Tribuna Libre

Profunda oscuridad

Josep María Fonalleras

Lo escribía hace una semana Beatriz Pérez en un reportaje, en estas mismas páginas, sobre el alzhéimer precoz: «Hay, quizás, algo más duro que sufrirlo: ser consciente de la propia enfermedad». Esta tierra de nadie es un acantilado sobre la playa tranquila que yace al fondo. Es el momento de la conciencia inquieta antes de la serenidad amorfa del final. Hablaba Pérez de esos instantes en la vida de alguien que conoce un futuro ineluctable contra el que todavía hay tan pocas armas en el arsenal. Hablaba de ese conocimiento de los procesos irreversibles, de la lenta llegada del vacío, del camino que lleva al reino de la «profunda oscuridad». Así lo definía Iris Murdoch, en una de sus novelas, antes de ser víctima de la enfermedad: «Tenía la sensación terrible de que si no conseguía atraparlo en ese momento, acabaría desapareciendo para siempre, hundido en la profunda oscuridad».

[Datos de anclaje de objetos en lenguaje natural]
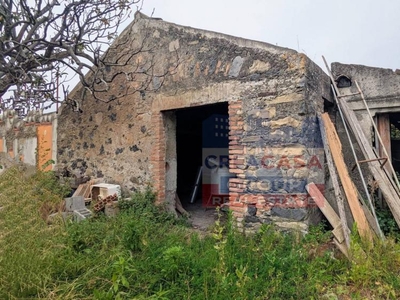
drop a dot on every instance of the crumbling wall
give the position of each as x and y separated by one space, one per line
273 95
31 140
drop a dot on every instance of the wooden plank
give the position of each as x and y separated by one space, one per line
335 183
327 210
389 164
78 191
389 191
383 126
350 190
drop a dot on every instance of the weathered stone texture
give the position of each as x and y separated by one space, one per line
273 93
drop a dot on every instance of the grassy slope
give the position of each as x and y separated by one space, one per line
145 254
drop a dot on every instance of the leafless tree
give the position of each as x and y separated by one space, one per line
43 42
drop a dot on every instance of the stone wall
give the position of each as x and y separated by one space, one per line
273 96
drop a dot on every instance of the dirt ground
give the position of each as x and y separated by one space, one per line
200 217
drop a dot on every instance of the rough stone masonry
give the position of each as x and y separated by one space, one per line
273 96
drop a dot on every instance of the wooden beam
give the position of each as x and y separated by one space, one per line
335 183
389 191
349 188
383 125
330 214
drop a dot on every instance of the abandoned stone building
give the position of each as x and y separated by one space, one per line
220 119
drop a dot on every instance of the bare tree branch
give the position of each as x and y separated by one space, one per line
42 41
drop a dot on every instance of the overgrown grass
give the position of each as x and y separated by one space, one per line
144 253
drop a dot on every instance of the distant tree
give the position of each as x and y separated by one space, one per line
43 42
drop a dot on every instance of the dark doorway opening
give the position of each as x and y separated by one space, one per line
189 143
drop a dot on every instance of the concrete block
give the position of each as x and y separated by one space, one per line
74 203
298 214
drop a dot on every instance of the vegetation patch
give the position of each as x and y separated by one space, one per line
145 253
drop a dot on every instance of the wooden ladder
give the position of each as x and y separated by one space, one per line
387 182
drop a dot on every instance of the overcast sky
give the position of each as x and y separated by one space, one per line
349 31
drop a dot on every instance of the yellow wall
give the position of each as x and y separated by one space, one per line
44 148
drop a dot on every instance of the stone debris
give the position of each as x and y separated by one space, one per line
101 203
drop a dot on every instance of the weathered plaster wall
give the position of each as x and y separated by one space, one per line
26 140
273 95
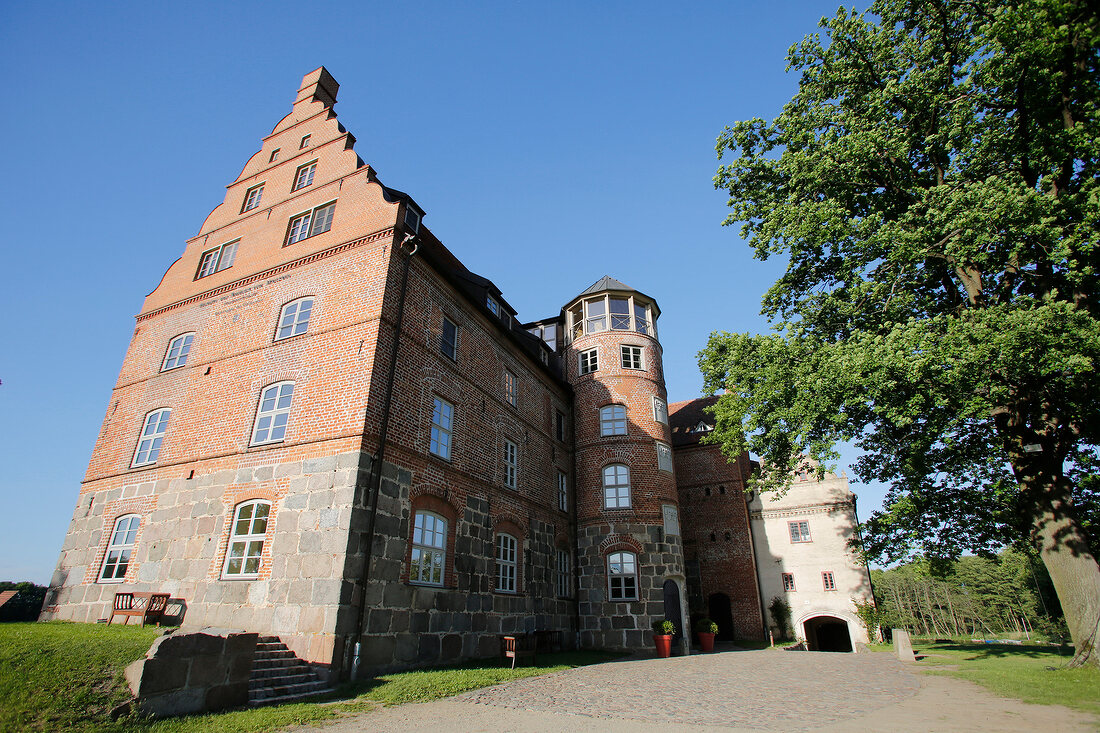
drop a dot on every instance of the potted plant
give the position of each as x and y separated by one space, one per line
706 628
662 636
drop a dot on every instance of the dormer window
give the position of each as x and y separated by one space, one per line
411 220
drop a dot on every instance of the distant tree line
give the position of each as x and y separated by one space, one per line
1009 593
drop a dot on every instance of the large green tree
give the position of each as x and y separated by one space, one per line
933 185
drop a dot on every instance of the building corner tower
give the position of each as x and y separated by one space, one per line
630 568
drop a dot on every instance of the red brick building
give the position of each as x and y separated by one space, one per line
327 428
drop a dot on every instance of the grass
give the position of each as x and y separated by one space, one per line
61 676
1032 674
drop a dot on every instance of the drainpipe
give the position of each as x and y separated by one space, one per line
408 247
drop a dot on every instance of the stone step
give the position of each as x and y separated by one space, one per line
268 693
282 680
281 667
288 698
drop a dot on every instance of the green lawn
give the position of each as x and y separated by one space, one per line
1032 674
68 677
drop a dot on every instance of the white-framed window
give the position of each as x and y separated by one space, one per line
252 197
121 545
273 413
800 532
428 559
663 456
589 361
411 220
597 314
246 539
564 575
449 339
294 319
305 175
510 389
317 221
152 436
176 354
613 419
623 576
506 564
630 356
660 411
218 259
442 419
510 465
616 480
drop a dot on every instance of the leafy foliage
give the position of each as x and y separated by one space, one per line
934 186
988 597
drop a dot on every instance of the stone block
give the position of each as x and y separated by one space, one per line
428 649
326 463
224 697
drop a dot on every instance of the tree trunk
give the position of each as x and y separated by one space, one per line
1073 568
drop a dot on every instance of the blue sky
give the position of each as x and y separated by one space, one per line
550 143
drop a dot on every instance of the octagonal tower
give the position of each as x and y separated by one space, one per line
630 567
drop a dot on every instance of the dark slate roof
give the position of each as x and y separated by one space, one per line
607 283
683 416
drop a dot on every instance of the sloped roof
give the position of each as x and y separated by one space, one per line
607 283
683 417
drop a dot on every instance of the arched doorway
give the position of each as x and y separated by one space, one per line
717 608
672 609
827 634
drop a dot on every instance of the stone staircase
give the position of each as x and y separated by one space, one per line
278 676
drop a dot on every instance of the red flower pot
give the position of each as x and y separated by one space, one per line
663 645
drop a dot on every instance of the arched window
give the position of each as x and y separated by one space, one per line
117 559
294 319
623 576
178 348
613 419
246 539
616 487
506 564
273 413
428 560
152 436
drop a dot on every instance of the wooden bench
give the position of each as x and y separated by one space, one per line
147 606
517 646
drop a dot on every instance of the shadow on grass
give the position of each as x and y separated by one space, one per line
996 651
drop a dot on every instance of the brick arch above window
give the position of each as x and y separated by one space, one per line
431 499
619 543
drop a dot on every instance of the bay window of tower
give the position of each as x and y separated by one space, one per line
609 313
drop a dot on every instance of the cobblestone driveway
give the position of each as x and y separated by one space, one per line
766 690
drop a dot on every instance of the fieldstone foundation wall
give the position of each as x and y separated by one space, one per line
191 673
624 624
180 549
407 625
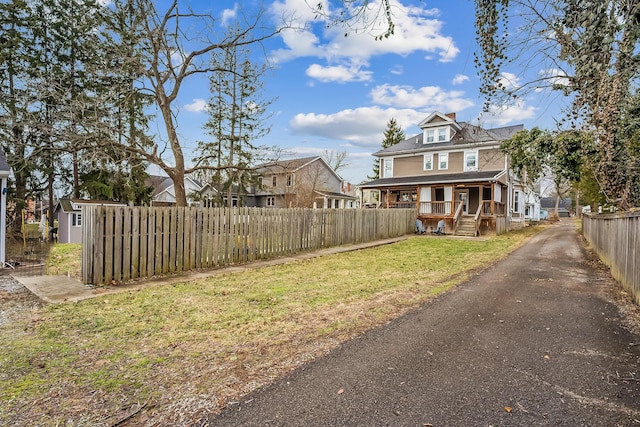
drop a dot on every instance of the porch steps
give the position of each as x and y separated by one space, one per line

- ACCIÓN REQUERIDA 1:
Responda a estas preguntas sobre la columna acerca del alzhéimer precoz:
(a) ¿Quién firmó el reportaje que se cita al comienzo?
(b) ¿Con qué imagen se describe la «tierra de nadie»?
(c) ¿A qué novelista se atribuye la expresión «profunda oscuridad»?
- ACCIÓN REQUERIDA 2: Prosiga la columna sobre el alzhéimer precoz a continuación de su último párrafo.

- RESPUESTA ESCRITA 1:
(a) Beatriz Pérez.
(b) Con la de un acantilado sobre la playa tranquila que yace al fondo.
(c) A Iris Murdoch.

- RESPUESTA ESCRITA 2:
El profesor John Bayley, el marido de Murdoch, escribió un libro, Elegy for Iris, que reflejaba con delicadeza sus pasos hacia el olvido de todo y, al mismo tiempo, era un dietario que exhibía detalles crueles, como que Murdoch acababa mirando (y eso la distraía) los Teletubbies en la tele. Dicen que Jonathan Swift, el de Los viajes de Gulliver, también sufrió una demencia similar. Hablando de la tribu de los Struldbrughs, escribe que cuando llegan a los 90 años «olvidan el nombre de las cosas y de las personas, incluso de los más cercanos, y no se entusiasman con lo que leen porque justo después de haber leído una línea ya se han olvidado».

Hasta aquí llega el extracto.